◆ **Aim**
Count the lines in the listing below that contain the string "plaid". Reply with the number alone.
--- Begin ---
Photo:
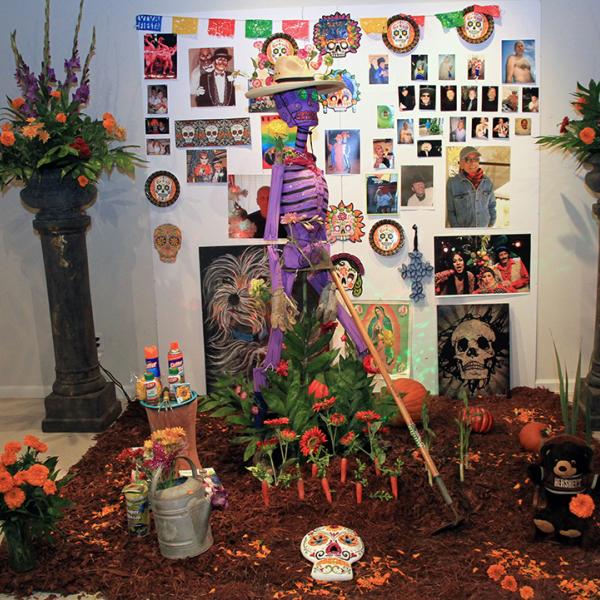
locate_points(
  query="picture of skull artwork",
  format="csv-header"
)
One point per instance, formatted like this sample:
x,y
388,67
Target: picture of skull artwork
x,y
473,349
332,549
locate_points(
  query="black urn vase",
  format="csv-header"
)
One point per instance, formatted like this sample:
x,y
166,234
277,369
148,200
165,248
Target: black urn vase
x,y
81,399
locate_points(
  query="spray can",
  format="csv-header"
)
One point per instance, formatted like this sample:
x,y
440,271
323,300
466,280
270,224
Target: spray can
x,y
152,364
175,359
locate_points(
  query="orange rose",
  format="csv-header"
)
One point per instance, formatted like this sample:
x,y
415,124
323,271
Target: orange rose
x,y
49,487
36,475
35,443
6,481
587,135
509,583
14,498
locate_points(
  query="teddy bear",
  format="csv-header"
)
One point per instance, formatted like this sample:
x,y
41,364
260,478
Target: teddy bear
x,y
563,472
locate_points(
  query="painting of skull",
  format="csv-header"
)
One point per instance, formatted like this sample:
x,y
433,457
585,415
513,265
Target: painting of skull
x,y
473,349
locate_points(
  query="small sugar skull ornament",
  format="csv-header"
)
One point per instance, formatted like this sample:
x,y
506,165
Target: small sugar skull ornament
x,y
167,241
332,549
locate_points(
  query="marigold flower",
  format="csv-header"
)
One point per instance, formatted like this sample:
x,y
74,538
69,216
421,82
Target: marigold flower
x,y
277,422
49,487
6,481
318,390
368,416
526,592
311,441
35,443
587,135
14,498
7,138
582,505
36,475
509,583
496,572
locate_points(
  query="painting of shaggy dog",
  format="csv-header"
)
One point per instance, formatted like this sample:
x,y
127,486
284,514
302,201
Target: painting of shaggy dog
x,y
235,325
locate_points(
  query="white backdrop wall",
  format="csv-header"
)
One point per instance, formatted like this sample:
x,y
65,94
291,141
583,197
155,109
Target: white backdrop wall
x,y
119,241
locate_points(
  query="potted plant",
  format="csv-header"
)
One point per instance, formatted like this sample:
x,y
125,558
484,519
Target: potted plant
x,y
30,502
53,149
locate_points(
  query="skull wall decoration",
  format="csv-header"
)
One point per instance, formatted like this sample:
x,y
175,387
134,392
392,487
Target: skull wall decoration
x,y
473,343
167,241
332,549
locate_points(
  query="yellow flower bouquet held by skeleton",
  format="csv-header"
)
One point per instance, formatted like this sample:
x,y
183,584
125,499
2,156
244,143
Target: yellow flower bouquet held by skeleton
x,y
44,127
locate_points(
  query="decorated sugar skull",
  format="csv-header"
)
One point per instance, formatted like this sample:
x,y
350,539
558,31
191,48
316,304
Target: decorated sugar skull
x,y
473,343
332,549
167,241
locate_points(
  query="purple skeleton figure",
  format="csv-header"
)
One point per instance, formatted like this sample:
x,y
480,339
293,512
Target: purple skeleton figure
x,y
298,199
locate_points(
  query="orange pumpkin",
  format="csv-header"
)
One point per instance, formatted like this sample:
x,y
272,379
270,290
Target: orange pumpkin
x,y
480,419
414,396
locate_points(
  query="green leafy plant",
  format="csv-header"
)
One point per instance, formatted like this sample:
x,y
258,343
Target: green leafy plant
x,y
579,137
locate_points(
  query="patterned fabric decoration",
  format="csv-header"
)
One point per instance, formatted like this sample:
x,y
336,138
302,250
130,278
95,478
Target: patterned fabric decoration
x,y
258,28
416,270
297,28
221,27
148,22
452,19
374,25
185,25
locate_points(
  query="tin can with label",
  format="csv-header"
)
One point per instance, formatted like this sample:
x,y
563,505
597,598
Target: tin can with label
x,y
138,513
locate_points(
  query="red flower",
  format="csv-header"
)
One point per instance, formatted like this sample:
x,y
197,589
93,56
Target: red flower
x,y
282,368
311,441
318,390
368,416
277,422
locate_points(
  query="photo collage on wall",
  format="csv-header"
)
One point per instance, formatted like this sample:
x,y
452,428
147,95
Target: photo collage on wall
x,y
422,132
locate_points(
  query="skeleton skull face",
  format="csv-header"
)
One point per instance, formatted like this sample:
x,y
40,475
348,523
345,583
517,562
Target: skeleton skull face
x,y
473,344
167,241
332,549
237,132
212,133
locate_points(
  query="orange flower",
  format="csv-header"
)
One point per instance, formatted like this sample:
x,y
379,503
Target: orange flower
x,y
587,135
582,505
7,138
49,487
6,481
14,498
496,571
36,475
509,583
35,443
526,592
16,103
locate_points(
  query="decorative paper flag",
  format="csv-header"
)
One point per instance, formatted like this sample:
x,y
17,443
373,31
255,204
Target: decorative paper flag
x,y
452,19
148,22
257,28
221,27
185,25
492,9
297,28
374,25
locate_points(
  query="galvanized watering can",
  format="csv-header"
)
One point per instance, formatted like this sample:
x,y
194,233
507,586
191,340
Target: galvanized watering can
x,y
181,516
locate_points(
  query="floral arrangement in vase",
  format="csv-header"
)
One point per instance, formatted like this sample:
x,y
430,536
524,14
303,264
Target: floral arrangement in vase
x,y
45,128
30,502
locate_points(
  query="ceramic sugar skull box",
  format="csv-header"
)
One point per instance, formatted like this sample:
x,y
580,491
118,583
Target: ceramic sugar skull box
x,y
332,549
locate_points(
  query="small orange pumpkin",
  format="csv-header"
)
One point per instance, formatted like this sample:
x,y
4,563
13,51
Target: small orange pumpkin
x,y
414,396
480,419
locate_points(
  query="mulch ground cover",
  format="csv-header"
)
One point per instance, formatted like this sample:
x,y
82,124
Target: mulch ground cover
x,y
256,551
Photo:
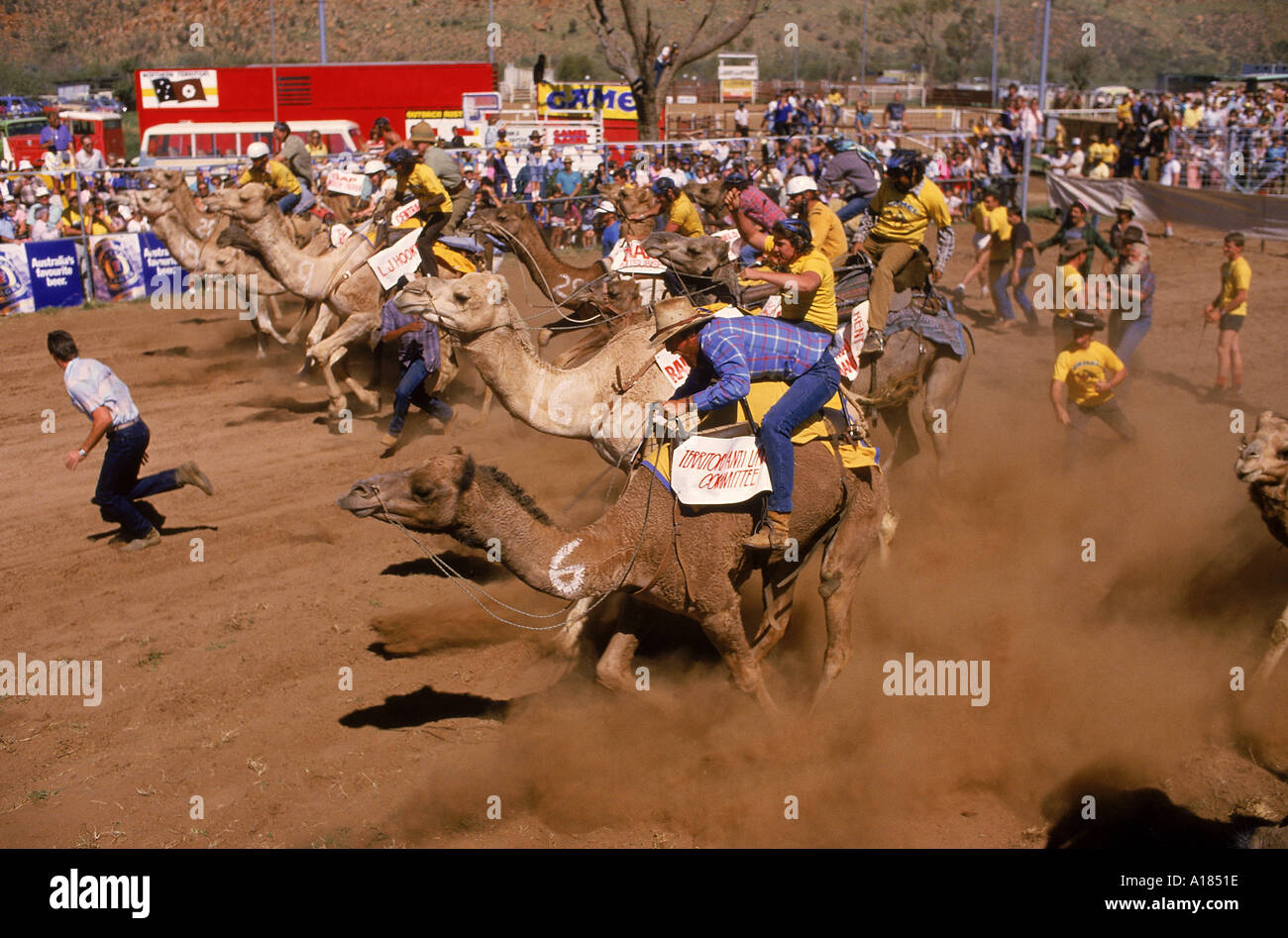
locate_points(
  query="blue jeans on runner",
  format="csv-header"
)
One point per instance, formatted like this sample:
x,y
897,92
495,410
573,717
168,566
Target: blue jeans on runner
x,y
851,209
1131,337
1004,300
411,390
804,398
120,486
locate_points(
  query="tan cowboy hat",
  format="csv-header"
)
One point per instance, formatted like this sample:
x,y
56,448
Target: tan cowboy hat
x,y
423,132
675,316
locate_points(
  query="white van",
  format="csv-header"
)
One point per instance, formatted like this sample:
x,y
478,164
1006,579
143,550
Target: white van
x,y
192,145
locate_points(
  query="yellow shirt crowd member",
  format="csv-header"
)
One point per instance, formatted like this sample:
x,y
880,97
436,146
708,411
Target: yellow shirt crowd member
x,y
684,215
1070,291
274,175
1000,226
424,184
1235,276
906,215
1083,368
820,309
827,232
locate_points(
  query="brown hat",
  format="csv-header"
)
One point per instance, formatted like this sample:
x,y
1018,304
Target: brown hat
x,y
677,315
423,132
1072,249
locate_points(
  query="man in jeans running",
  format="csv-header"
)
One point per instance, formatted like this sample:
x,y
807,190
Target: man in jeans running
x,y
419,357
101,396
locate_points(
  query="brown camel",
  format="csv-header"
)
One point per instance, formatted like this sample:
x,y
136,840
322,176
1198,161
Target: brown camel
x,y
1262,466
690,565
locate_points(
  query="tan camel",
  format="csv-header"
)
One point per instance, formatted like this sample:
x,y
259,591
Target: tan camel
x,y
205,258
342,278
690,565
1262,466
576,402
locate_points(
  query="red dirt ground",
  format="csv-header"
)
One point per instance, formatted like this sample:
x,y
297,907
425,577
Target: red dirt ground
x,y
222,677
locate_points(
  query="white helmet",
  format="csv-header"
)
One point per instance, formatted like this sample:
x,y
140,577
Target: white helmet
x,y
802,183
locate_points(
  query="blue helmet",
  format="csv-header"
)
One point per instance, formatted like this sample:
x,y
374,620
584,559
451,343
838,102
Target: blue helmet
x,y
664,185
798,230
400,156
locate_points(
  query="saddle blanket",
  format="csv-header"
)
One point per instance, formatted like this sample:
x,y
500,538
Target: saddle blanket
x,y
938,328
712,470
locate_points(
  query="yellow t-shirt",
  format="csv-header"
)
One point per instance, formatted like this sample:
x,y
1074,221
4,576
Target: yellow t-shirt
x,y
1083,368
1070,281
827,232
73,219
274,175
424,183
684,215
1000,248
1235,276
906,215
820,309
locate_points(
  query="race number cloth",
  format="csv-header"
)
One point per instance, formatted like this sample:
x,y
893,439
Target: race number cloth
x,y
712,476
940,328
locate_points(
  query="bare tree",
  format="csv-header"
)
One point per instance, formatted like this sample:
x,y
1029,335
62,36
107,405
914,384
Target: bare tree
x,y
631,46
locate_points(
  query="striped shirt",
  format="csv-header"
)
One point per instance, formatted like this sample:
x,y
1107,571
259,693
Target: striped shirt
x,y
90,385
750,348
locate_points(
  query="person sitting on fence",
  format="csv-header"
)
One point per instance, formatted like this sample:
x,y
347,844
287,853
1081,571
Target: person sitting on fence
x,y
281,182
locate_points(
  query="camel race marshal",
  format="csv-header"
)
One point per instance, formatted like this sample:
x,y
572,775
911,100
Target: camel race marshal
x,y
103,397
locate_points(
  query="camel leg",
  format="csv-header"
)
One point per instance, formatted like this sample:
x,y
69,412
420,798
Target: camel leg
x,y
1278,645
857,536
778,608
724,630
943,390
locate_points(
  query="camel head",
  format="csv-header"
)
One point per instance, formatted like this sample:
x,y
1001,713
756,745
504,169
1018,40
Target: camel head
x,y
475,303
1263,455
153,202
249,204
699,256
424,499
707,196
509,218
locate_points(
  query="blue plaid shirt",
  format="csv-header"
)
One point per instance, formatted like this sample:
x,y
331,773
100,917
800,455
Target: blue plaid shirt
x,y
750,348
411,346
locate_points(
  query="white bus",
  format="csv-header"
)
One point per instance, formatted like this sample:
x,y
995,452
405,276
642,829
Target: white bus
x,y
192,145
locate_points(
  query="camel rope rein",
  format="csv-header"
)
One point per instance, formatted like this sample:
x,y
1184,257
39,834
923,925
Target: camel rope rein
x,y
475,590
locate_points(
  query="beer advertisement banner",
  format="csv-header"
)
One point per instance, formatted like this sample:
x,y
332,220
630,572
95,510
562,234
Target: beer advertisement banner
x,y
117,266
55,273
14,281
616,102
159,268
179,88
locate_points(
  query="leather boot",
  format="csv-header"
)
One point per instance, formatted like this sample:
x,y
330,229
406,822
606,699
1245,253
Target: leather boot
x,y
773,535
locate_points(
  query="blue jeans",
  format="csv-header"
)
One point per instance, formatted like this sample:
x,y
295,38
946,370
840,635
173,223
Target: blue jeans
x,y
803,399
120,486
1131,337
411,390
853,208
1004,300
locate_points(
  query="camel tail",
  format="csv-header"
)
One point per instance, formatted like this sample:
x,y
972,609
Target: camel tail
x,y
885,535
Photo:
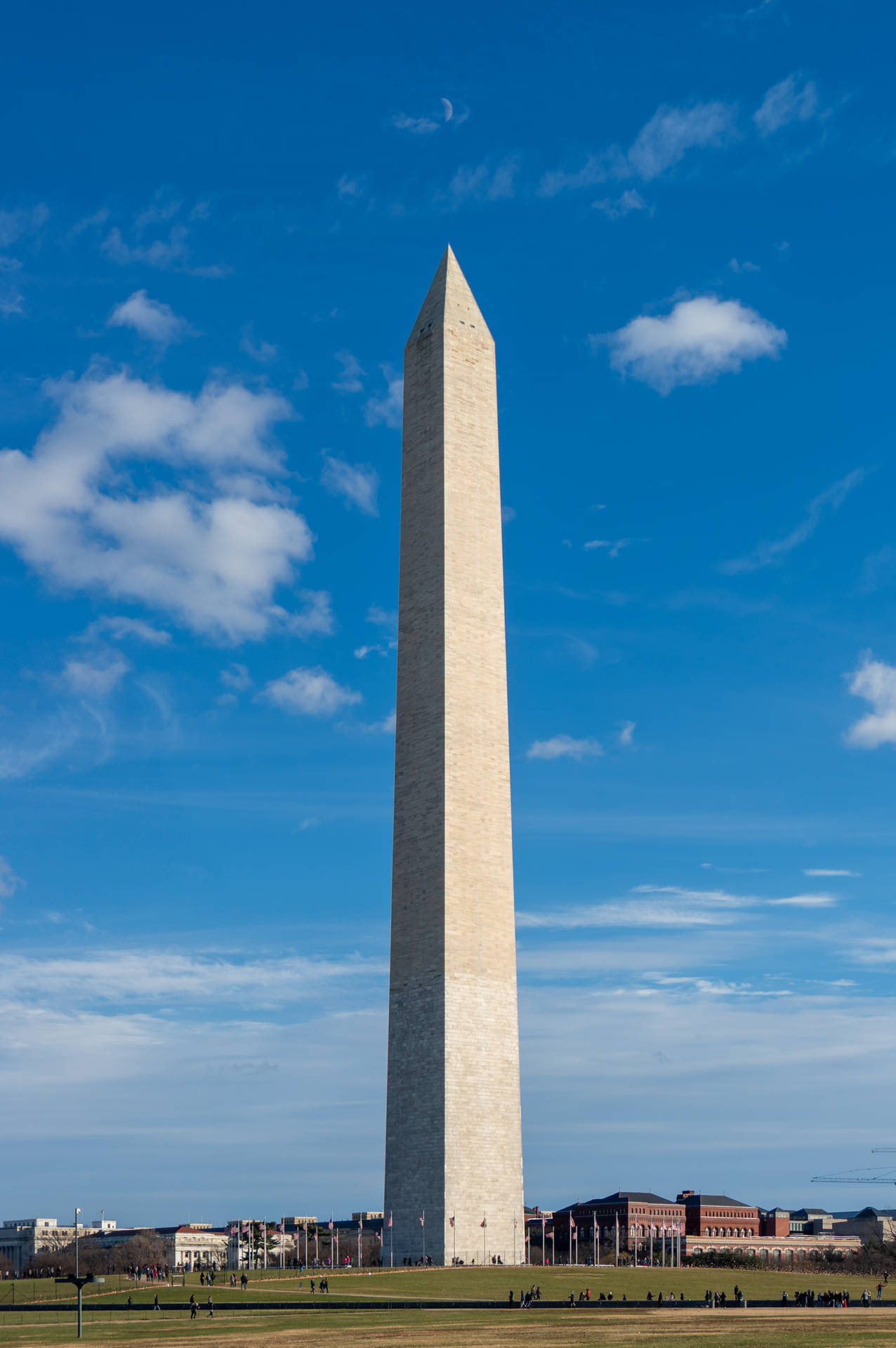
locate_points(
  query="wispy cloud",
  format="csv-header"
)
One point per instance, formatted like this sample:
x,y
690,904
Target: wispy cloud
x,y
619,206
661,145
484,183
671,133
204,541
150,319
699,340
564,746
794,99
166,253
119,628
612,545
774,553
355,483
819,871
22,223
876,684
426,124
388,406
309,692
668,906
349,381
10,882
255,348
98,675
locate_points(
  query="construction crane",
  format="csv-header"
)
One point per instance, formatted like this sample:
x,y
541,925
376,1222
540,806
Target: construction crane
x,y
859,1176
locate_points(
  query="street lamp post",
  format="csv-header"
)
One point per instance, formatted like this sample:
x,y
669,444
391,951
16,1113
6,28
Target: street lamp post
x,y
76,1278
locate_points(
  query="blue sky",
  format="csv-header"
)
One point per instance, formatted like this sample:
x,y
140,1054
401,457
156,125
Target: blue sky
x,y
215,235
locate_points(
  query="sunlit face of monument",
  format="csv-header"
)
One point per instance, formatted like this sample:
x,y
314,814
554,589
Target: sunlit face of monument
x,y
453,1147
--- End ---
◆ **The response**
2